- Record del dataset:
────────────────────────────────────────

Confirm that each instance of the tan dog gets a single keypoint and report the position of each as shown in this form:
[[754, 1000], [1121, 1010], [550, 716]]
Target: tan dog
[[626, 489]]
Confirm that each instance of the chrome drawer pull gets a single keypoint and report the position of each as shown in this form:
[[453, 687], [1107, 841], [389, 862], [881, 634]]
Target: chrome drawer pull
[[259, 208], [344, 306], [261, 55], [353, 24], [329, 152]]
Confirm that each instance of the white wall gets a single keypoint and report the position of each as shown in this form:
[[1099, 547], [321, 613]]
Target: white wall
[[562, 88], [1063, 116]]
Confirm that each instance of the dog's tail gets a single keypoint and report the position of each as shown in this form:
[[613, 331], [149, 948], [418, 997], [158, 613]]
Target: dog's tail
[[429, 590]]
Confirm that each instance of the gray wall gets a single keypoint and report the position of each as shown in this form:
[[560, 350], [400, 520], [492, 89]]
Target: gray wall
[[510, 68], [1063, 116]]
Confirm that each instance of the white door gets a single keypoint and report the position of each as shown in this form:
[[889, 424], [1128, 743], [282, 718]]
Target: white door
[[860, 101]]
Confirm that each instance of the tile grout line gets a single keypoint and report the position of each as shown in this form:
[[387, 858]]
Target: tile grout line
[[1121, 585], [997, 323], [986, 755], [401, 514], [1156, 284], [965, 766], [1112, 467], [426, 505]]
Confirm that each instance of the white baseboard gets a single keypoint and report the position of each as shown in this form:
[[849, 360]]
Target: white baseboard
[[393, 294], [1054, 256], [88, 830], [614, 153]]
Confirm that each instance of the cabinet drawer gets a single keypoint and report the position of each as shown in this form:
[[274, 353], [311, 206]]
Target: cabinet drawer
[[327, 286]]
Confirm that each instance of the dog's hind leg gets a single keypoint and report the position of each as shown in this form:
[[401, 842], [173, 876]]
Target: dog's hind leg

────────────────────────────────────────

- Richiesta: Puoi riscrivere tutto il materiale qui sopra sostituendo "gray wall" con "beige wall" e lasciando invariato tutto il resto?

- Risultato dell'esercizio:
Confirm that each instance of the tan dog gets a single keypoint and report the position of each as shown in this form:
[[754, 1000], [1121, 1010], [550, 716]]
Target: tan dog
[[626, 489]]
Confirm that each instance of the chrome drawer pull gets a single keypoint and report the position of each as shown in this form:
[[453, 687], [1107, 841], [389, 862], [881, 634]]
Target: chrome drawer pull
[[259, 208], [344, 306], [261, 55], [353, 24], [329, 152]]
Confirm that each instance of the white wall gets a single keypoint and report the position of each as shown in this form:
[[1099, 547], [321, 613]]
Target: white wall
[[562, 88], [1063, 116]]
Confirm that each instance of the dog's tail gets a single keypoint and report the position of each as shown in this form:
[[613, 331], [149, 948], [418, 997], [158, 613]]
Target: dog's tail
[[429, 590]]
Confirm that each instance of the beige wall gets a single keypoint and report the position of each as shown in this form:
[[560, 350], [400, 520], [492, 89]]
Target: beige wall
[[510, 68], [1063, 116]]
Confirm that each instance of the white door gets a single keypoint and report the position of each as shown in this form:
[[889, 424], [1128, 743], [282, 718]]
Target: white door
[[860, 101]]
Confirm that each instance of the tile grout line gets a single keypoint and report the position of each as shown in this form:
[[387, 858]]
Target: tile grout line
[[1121, 585], [997, 323], [986, 755], [401, 514], [1156, 284], [965, 766], [1112, 467], [426, 505]]
Confirm that each instance of the white baseboard gets a single keypoint and report the position of each as shown in this form:
[[849, 360]]
Target: white baseboard
[[393, 294], [1054, 256], [88, 830], [614, 153]]
Confirm that each instance of the cabinet drawer gets a single keypoint and report the position of each as shown in this form:
[[274, 353], [311, 206]]
Target: cabinet drawer
[[327, 286]]
Confirm that each instance of the dog's hind leg gets a single keypoint and report the position of each as shown in this form:
[[401, 842], [173, 876]]
Target: dog's hind leg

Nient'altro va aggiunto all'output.